**ПРЕДОСТАВЛЕННЫЙ ОТРЫВОК:**
###

Так преобразилось все поле западной мысли. Там, где неког­да метафизика представления и бесконечности соотносилась с анализом живых существ, человеческих желаний и слов языка, теперь перед нами возникает аналитика конечного человеческо­го существования, а в оппозиции к ней (или, точнее, в корреля­ции) — постоянная попытка построить метафизику жизни, тру­да и языка. Однако эти попытки не приводят к успеху, поскольку они опровергаются и даже подрываются изнутри, ведь речь те­перь идет лишь о метафизиках, соизмеримых с конечным чело­веческим бытием: метафизике жизни, ведущей к человеку, даже если она на нем и не останавливается; метафизике труда, осво­бождающего человека тем, что дает ему возможность самому освободиться от него; метафизике языка, позволяющего челове­ку вновь присвоить себя в сознании собственной культуры. Та­ким образом, современное мышление противится своим собствен­ным метафизическим устремлениям, показывая, что размышле­ния о жизни, труде, языке, выступая в роли аналитики конечно­го человеческого бытия, обозначают конец метафизики: так, философия жизни ниспровергает метафизику как покров заблуж­дения, философия труда — как отчужденную мысль, как идео­логию, философия языка — как эпизод культуры.

###

**ЗАПИСИ НАБОРА ДАННЫХ:**
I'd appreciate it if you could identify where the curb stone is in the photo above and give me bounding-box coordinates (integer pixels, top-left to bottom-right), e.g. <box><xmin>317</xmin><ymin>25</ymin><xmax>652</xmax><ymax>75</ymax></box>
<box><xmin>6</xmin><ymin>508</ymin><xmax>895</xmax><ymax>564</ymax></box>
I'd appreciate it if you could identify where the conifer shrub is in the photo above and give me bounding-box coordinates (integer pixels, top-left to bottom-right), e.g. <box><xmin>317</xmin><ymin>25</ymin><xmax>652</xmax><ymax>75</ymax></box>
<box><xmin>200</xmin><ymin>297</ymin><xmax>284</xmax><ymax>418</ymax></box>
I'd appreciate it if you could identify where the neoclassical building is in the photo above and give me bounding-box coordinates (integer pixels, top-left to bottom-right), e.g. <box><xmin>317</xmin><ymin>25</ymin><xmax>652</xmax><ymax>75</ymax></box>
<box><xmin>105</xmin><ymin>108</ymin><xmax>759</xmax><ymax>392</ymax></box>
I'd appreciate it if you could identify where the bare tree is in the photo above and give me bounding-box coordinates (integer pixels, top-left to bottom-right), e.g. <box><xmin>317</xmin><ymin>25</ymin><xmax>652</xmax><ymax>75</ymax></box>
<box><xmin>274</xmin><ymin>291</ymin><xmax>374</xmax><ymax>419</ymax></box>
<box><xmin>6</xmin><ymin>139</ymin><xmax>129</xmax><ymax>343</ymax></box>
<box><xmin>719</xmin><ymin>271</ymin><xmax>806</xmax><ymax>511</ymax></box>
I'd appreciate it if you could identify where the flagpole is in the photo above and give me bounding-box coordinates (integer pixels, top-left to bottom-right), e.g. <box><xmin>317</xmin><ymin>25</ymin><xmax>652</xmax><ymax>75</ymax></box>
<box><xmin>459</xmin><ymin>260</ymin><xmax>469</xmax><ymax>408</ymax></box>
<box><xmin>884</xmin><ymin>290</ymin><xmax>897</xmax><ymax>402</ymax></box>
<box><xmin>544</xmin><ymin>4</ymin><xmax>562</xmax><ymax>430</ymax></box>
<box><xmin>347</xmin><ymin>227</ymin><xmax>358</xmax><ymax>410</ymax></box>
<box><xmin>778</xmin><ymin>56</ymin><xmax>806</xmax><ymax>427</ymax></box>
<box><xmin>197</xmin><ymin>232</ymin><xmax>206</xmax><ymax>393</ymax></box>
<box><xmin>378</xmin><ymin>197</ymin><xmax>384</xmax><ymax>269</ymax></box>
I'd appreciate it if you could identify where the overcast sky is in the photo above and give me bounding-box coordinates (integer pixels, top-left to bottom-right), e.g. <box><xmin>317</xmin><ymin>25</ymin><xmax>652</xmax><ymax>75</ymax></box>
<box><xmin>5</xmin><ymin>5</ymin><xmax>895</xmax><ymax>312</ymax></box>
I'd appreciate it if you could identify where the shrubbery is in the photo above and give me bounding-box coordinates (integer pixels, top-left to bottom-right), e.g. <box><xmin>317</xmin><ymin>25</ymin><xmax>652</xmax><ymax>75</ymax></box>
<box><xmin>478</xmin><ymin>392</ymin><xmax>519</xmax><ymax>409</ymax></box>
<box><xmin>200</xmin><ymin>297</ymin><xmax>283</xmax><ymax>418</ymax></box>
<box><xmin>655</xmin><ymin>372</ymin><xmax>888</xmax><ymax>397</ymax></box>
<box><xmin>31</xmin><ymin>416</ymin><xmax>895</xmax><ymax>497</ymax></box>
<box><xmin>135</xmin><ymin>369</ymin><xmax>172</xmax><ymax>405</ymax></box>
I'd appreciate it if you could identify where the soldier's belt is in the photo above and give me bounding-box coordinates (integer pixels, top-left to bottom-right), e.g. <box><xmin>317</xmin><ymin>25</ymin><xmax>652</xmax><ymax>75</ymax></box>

###

Пожалуйста, перепишите целиком и дословно приведенный выше отрывок о метафизике и конечном человеческом бытии.

Так преобразилось все поле западной мысли. Там, где неког­да метафизика представления и бесконечности соотносилась с анализом живых существ, человеческих желаний и слов языка, теперь перед нами возникает аналитика конечного человеческо­го существования, а в оппозиции к ней (или, точнее, в корреля­ции) — постоянная попытка построить метафизику жизни, тру­да и языка. Однако эти попытки не приводят к успеху, поскольку они опровергаются и даже подрываются изнутри, ведь речь те­перь идет лишь о метафизиках, соизмеримых с конечным чело­веческим бытием: метафизике жизни, ведущей к человеку, даже если она на нем и не останавливается; метафизике труда, осво­бождающего человека тем, что дает ему возможность самому освободиться от него; метафизике языка, позволяющего челове­ку вновь присвоить себя в сознании собственной культуры. Та­ким образом, современное мышление противится своим собствен­ным метафизическим устремлениям, показывая, что размышле­ния о жизни, труде, языке, выступая в роли аналитики конечно­го человеческого бытия, обозначают конец метафизики: так, философия жизни ниспровергает метафизику как покров заблуж­дения, философия труда — как отчужденную мысль, как идео­логию, философия языка — как эпизод культуры.